* [Problem requirements] Print all of the data exactly as written.

* [Recorded data]
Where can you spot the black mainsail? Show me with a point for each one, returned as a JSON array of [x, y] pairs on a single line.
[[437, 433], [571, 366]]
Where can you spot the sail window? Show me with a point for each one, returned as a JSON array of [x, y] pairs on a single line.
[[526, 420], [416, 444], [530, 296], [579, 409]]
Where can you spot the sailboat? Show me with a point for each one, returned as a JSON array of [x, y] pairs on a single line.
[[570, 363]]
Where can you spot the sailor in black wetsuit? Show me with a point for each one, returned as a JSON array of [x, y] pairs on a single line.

* [Correct result]
Where can you spot the black mainsail? Show me with a point for each one, returned as a JSON array of [x, y] pairs on a single line.
[[437, 433], [571, 366]]
Where can you spot the sail window? Show me with a point for each one, returned as a JSON array of [x, y] pairs on a single line.
[[526, 420], [416, 444], [530, 296], [579, 409]]
Where can you spot the sailboat? Show me with a point for each one, returned as a JSON array of [x, y] pairs on a single line.
[[570, 363]]
Where can you spot the sailor in black wetsuit? Show me with a point for each one, returned as a JSON array of [x, y] pairs on a single line.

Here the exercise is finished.